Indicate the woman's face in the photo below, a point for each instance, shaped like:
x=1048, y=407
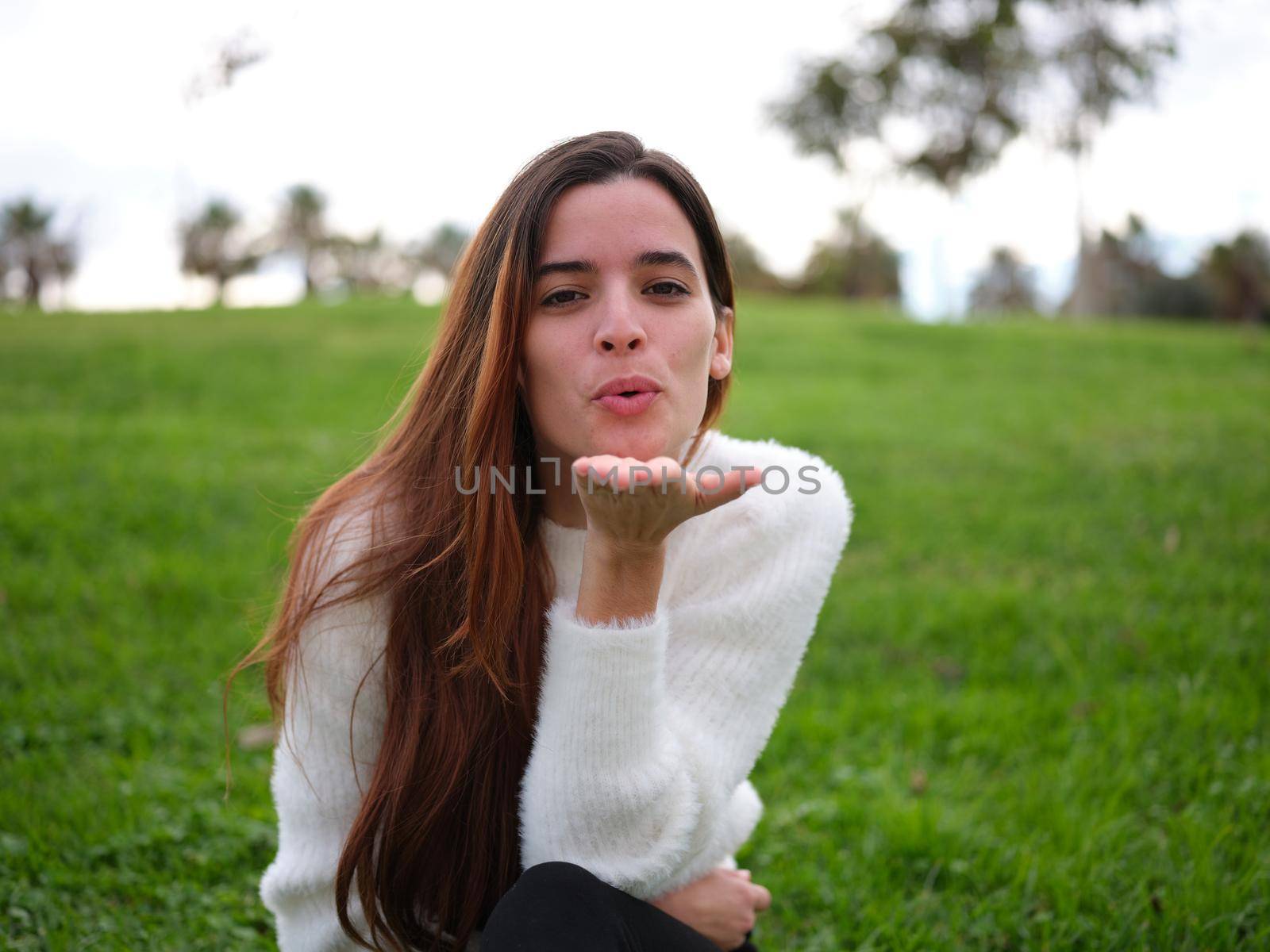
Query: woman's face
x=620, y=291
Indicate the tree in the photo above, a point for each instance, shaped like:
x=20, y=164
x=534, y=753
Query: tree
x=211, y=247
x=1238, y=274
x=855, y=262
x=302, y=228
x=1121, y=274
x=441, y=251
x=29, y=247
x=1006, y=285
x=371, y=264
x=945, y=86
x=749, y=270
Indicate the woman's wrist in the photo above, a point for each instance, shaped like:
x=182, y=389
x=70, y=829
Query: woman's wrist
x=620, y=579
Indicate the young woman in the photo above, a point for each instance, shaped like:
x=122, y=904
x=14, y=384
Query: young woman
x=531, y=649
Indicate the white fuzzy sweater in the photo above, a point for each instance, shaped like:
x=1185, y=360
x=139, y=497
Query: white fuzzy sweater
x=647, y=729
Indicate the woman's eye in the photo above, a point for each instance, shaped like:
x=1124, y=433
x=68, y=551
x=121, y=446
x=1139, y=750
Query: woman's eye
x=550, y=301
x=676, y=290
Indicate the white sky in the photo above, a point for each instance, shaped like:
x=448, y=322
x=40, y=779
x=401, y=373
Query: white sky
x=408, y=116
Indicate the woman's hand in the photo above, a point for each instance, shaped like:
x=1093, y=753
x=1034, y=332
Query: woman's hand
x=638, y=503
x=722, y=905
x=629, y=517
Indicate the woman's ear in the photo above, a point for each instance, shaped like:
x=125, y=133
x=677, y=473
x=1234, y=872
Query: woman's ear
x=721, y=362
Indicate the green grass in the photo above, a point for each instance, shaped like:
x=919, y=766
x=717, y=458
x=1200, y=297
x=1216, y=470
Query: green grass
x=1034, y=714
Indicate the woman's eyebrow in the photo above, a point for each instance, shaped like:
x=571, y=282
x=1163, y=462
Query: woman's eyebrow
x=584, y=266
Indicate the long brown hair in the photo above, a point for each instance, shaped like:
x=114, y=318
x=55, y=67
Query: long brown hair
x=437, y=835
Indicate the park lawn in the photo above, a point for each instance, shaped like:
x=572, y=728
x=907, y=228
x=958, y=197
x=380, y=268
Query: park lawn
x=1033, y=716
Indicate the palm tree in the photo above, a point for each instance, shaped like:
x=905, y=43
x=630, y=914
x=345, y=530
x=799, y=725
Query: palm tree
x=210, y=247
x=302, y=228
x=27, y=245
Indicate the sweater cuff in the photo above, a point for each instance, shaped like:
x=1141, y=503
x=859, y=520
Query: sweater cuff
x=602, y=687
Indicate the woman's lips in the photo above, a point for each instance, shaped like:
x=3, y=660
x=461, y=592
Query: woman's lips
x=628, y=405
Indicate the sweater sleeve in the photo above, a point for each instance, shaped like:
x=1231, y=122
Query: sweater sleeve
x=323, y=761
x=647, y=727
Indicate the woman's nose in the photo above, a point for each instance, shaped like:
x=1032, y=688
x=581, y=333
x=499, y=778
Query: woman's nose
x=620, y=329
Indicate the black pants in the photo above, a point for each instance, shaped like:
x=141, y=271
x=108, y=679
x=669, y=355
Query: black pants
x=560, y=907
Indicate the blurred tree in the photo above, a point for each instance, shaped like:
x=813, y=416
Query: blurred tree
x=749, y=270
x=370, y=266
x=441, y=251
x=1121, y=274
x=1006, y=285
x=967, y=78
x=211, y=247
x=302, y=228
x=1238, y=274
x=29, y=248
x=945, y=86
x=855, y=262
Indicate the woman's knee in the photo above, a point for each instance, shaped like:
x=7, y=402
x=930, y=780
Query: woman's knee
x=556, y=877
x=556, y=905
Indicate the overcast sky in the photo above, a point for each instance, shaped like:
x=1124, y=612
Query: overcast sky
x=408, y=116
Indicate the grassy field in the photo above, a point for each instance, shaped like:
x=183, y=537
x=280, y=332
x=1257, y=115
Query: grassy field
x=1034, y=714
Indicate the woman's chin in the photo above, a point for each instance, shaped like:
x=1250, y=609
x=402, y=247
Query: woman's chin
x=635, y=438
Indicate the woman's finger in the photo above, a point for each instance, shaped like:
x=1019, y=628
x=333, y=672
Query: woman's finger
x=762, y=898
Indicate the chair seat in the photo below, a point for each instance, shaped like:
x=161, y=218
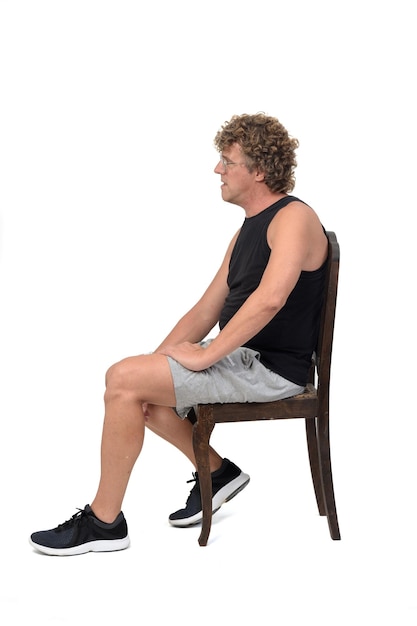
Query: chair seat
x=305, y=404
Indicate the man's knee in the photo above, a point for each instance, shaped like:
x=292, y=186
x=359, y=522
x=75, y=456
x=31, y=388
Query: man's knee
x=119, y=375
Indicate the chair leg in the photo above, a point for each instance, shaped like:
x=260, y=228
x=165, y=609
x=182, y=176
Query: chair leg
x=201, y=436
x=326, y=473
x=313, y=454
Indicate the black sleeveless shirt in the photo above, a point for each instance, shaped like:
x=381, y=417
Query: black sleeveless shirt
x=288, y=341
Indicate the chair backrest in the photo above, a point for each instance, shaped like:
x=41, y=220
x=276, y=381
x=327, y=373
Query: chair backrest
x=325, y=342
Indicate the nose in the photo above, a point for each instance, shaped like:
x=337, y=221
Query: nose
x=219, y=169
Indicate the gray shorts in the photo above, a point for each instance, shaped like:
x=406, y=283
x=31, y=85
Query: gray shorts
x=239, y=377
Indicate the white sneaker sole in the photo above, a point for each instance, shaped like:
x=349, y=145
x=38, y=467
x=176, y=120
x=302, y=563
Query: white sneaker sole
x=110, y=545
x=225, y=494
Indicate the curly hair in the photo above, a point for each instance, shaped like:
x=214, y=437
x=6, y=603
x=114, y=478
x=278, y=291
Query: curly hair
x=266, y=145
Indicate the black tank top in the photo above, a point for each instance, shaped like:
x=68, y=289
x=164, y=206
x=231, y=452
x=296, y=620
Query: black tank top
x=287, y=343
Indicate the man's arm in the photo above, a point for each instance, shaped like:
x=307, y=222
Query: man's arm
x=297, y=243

§ **CONSIGNE**
Modifie toutes les lignes ci-dessus en remplaçant « Query » par « Target », sans rien changer d'autre. Ne reproduis pas les images dans ta réponse.

§ **CORRIGÉ**
Indicate the woman's face in the photo below, a point for each instance, shaped like:
x=1048, y=407
Target: woman's face
x=620, y=291
Indicate the tree in the photo above, a point for each instance, shaped like:
x=20, y=164
x=534, y=753
Target: tree
x=211, y=247
x=1238, y=274
x=855, y=262
x=302, y=228
x=1121, y=274
x=441, y=251
x=29, y=247
x=1006, y=285
x=371, y=264
x=945, y=86
x=749, y=270
Indicate the woman's wrist in the photo above, a point for each instance, shaped like:
x=182, y=389
x=70, y=829
Target: woman's wrist
x=620, y=579
Indicate the young woman in the photo above, a point for each instance, shaped like:
x=122, y=904
x=14, y=384
Target: young woman
x=531, y=649
Indicate the white fuzzy sweater in the photo above, a point for each instance, shaped like:
x=1185, y=360
x=139, y=497
Target: white fuzzy sweater
x=647, y=729
Indicate the woman's eye in the photo above, a point for each instance, shaped like:
x=1124, y=433
x=68, y=551
x=121, y=446
x=1139, y=750
Target: woman's eye
x=550, y=301
x=676, y=290
Indicate the white sky in the photo above, a point for each instance, shaped like:
x=448, y=322
x=40, y=779
x=401, y=373
Target: white sky
x=408, y=116
Indicate the woman's hand in the photo above, a point for each instance, shaped like:
x=1093, y=753
x=1034, y=332
Target: woman's hand
x=638, y=503
x=722, y=905
x=629, y=517
Indicate the woman's ear in the photo above, a point for each instance, shaped like:
x=125, y=133
x=677, y=473
x=1234, y=872
Target: woman's ear
x=721, y=362
Indicate the green grass in the photo above, a point for each instance, shaped like:
x=919, y=766
x=717, y=458
x=1200, y=297
x=1216, y=470
Target: green grass
x=1034, y=714
Indicate the woman's eyebrow in the photo above, a point for each instance, shaped like:
x=571, y=282
x=1163, y=462
Target: woman's eyebrow
x=584, y=266
Indicate the long brown hair in the photo above, a point for each instance, shaped like:
x=114, y=318
x=55, y=67
Target: long brown hair
x=437, y=835
Indicate the park lawn in the photo above, a point for each instance, shaped like:
x=572, y=728
x=907, y=228
x=958, y=197
x=380, y=268
Target: park lawn
x=1033, y=716
Indicate the palm tree in the photo above, a point for each instance, shaped like:
x=905, y=43
x=630, y=914
x=345, y=530
x=799, y=725
Target: palm tree
x=210, y=247
x=302, y=228
x=27, y=245
Indicate the sweater cuff in the photo above, a point for each instance, shaped like:
x=1141, y=503
x=859, y=520
Target: sweater cuff
x=602, y=687
Indicate the woman's lips in the photo above, a point for each instance, shaped like:
x=3, y=660
x=461, y=592
Target: woman's lips
x=628, y=405
Indicate the sweater sleeve in the photo above, a point for each instance, shaped like:
x=1231, y=122
Target: sweater sleeve
x=323, y=761
x=647, y=727
Indicate the woman's nose in the photo above, a point for each instance, shaped like:
x=1032, y=688
x=581, y=333
x=499, y=778
Target: woman's nose
x=620, y=329
Indicate the black pants in the photo above, a point for each instance, shaped like:
x=141, y=271
x=108, y=679
x=669, y=355
Target: black pants
x=560, y=907
Indicate the blurred tree in the photo above, a point for each instance, shaped like:
x=813, y=416
Target: blurred tree
x=749, y=270
x=370, y=266
x=441, y=251
x=1121, y=274
x=1006, y=285
x=967, y=78
x=211, y=247
x=302, y=228
x=1238, y=274
x=29, y=248
x=945, y=86
x=855, y=262
Indicate the woman's knee in the photo above, a point for each instance, shaped like:
x=7, y=402
x=930, y=780
Target: woman's knee
x=556, y=877
x=556, y=905
Indicate the overcast sky in the photo above, a point for each instance, shaped like:
x=1124, y=612
Target: overcast sky
x=408, y=116
Indicate the grassy field in the photo above, a point for each instance, shaped like:
x=183, y=537
x=280, y=332
x=1257, y=115
Target: grassy field
x=1034, y=714
Indicate the woman's chin in the photo above, a point for each instance, shaped like:
x=1250, y=609
x=402, y=247
Target: woman's chin
x=635, y=438
Indicate the woman's finger in the photo above, a point for each instance, shaped like:
x=1019, y=628
x=333, y=672
Target: woman's finger
x=762, y=898
Indicate the chair seat in the photo below, a point for each instance, shaped like:
x=161, y=218
Target: chair seat
x=305, y=404
Indicate the man's knee in the photo above, a point for each instance, shaped like:
x=292, y=186
x=359, y=522
x=75, y=456
x=31, y=388
Target: man's knee
x=119, y=375
Indicate the chair leg in the photo above, a point for each instance, shaped like:
x=260, y=228
x=165, y=609
x=182, y=176
Target: chair leg
x=201, y=436
x=326, y=473
x=313, y=454
Indicate the black sleeveless shirt in the photo above, a point for each instance, shaped like:
x=381, y=417
Target: black sleeveless shirt
x=288, y=341
Indicate the chair backrest in the photo above, a point for each instance, shaped like:
x=41, y=220
x=276, y=381
x=327, y=373
Target: chair backrest
x=325, y=342
Indicate the nose in the photo above, a point for each instance, shaped like:
x=337, y=221
Target: nose
x=219, y=169
Indicate the gray shorts in the photo above, a point for each instance, shaped like:
x=406, y=283
x=31, y=85
Target: gray shorts
x=239, y=377
Indicate the white sneaker sole in the photo above, a point for each instance, shaped like:
x=349, y=145
x=38, y=467
x=176, y=120
x=302, y=563
Target: white sneaker sole
x=110, y=545
x=225, y=494
Indicate the curly hair in the photo above, a point for each instance, shaped like:
x=214, y=437
x=6, y=603
x=114, y=478
x=278, y=291
Target: curly hair
x=266, y=145
Indicate the black tank top in the photo above, a point for each instance, shaped like:
x=68, y=289
x=164, y=206
x=231, y=452
x=296, y=620
Target: black tank top
x=287, y=343
Indicate the man's arm in the photo above, a point for each instance, shaped like:
x=307, y=222
Target: man's arm
x=297, y=243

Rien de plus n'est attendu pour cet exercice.